_Tâche assignée A_.
Dans le récit de la venue zapatiste aux Tanneries, relevez les tâches concrètes énumérées juste après les mots « pour imaginer faire dormir et manger tout ce monde ».
_Tâche assignée B_.
Poursuivez le récit de la venue zapatiste aux Tanneries à partir de sa dernière phrase.

_Extrait du document_.
'''
C’est la fin d’après-midi, un jour d’octobre. Il fait encore doux et des centaines de personnes dansent sur le même rythme lancinant devant une montagne d’enceintes érigée en totem au milieu de la cour, devant la salle de concert. Les corps s’agitent agrégés les uns aux autres et forment une vague qui se récupercute comme une onde de choc dans toutes les Tanneries. Dans l’espace d’activité, on se prépare à accueillir un autre genre de vague : l’invasion zapatiste est en marche et elle vient nous submerger pour quelques jours. Dans l’Etat du Chiapas, au sud du Mexique, les Zapatistes, un peuple indigène rebelle, ont formé une armée de libération nationale, l’EZLN, pour reprendre des terres à l’Etat mexicain et former un gouvernement autonome. Depuis 30 ans, malgré les menaces permanentes de l’Etat mexicain, iels construisent ensemble l’autonomie politique et matérielle sur ces territoires occupés. Il y a un an les insurgé·es Zapatistes, ont lancé leur grand projet d’invasion de l’Europe qu’iels ont appelé le Voyage pour la Vie. L’idée ? Aller à la rencontre des luttes de tous les territoires et se parler à coeur ouvert. 180 délégué·es zapatistes débarquent donc aux Tanneries pour trois jours de coordination interne.
Il a fallu pousser des murs et déplacer des montagnes pour imaginer faire dormir et manger tout ce monde, transformer la salle de concert en sleeping géant, contenir les innondations suite aux centaines de douches prises dans l’activité, faire du café dans des marmites géantes nuit et jour et couper des légumes à en perdre la tête. Au moment où on a vu arriver le premier car de la délégation, nos coeurs étaient comme des bombes à retardement. Des centaines de Zapatistes défilent devant nous pour pénétrer dans l’enceinte du lieu, et chacun·e d’elleux nous saluent avec un sourire et un “Hola compañero.as”, “Bonjour Camarades”. Le lien est fait, nous sommes désormais camarades.
'''
Données d'ancrage d'objets en langage naturel:
'''
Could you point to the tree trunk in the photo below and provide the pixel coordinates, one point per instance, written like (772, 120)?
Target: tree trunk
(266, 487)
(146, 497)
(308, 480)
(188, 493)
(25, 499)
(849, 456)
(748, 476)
'''
_Réponse rédigée A_.
- transformer la salle de concert en sleeping géant
- contenir les innondations suite aux centaines de douches prises dans l'activité
- faire du café dans des marmites géantes nuit et jour
- couper des légumes à en perdre la tête

_Réponse rédigée B_.
De confinements en couvre-feu, après un an et demi de repli sur soi, nous mettons de nouveau à l’épreuve notre sens de l’hospitalité. Nous reprenons un travail politique, celui de la rencontre, de la construction d’un réseau de solidarité internationale entre luttes d’ici et luttes d’ailleurs. Quand les copines internationalistes sont venues nous raconter, en novembre, comment les femmes du Rojava formaient des armées et des assemblées totalement autonomes des hommes, pour se donner de la puissance mais aussi pour apprendre aux hommes à faire les tâches qui incombent traditionnelement aux femmes, pour rendre visible le travail invisible, on s’est senti tout·es petit·es avec nos mardis en mixité choisie sans mecs cis. Pourtant, nos yeux scintillent et s’allument en nous le désir de continuer à construire la résistance féministe. Quand les camarades indien·nes nous transmettent ce que c’est que d’être gouverné·es par des fascistes, ça nous bouleverse et ça réveille en nous un sentiment d’urgence. On se dit que c’est important de se sentir ensemble face à la menace fasciste qui s’abat sur nous en ces temps électoraux. Les 300 millions (oui, millions) de paysan·nes qui se mettent en grève dans le nord de l’Inde pour résister la libéralisation du marché agricole, et les milliers d’entre elleux qui assiègent New-Delhi depuis un an, ça aussi, ça nous donne de l’espoir. Accueillir les luttes d’ailleurs aux Tanneries, rencontrer des camarades féministes, anti-capitalistes, anarchistes ou communistes de tous horizons, ça fait vibrer en nous le sentiment de communauté, ça renforce nos liens, ça nous pousse à l’auto-critique, ça force l’humilité, ça ouvre nos imaginaires, ça nous déplace, ça nous bouscule, ça nous bouleverse. Ça nous donne la force de continuer.
Comme le disent les zapatistes : La survie de l’humanité dépend de la destruction du capitalisme. Ce qui nous unit c’est la certitude que la lutte pour l’humanité est mondiale. De même que la destruction en cours ne reconnaît pas de frontières, de nationalités, de drapeaux, de langues, de cultures, de races, la lutte pour l’humanité est en tous lieux, tout le temps.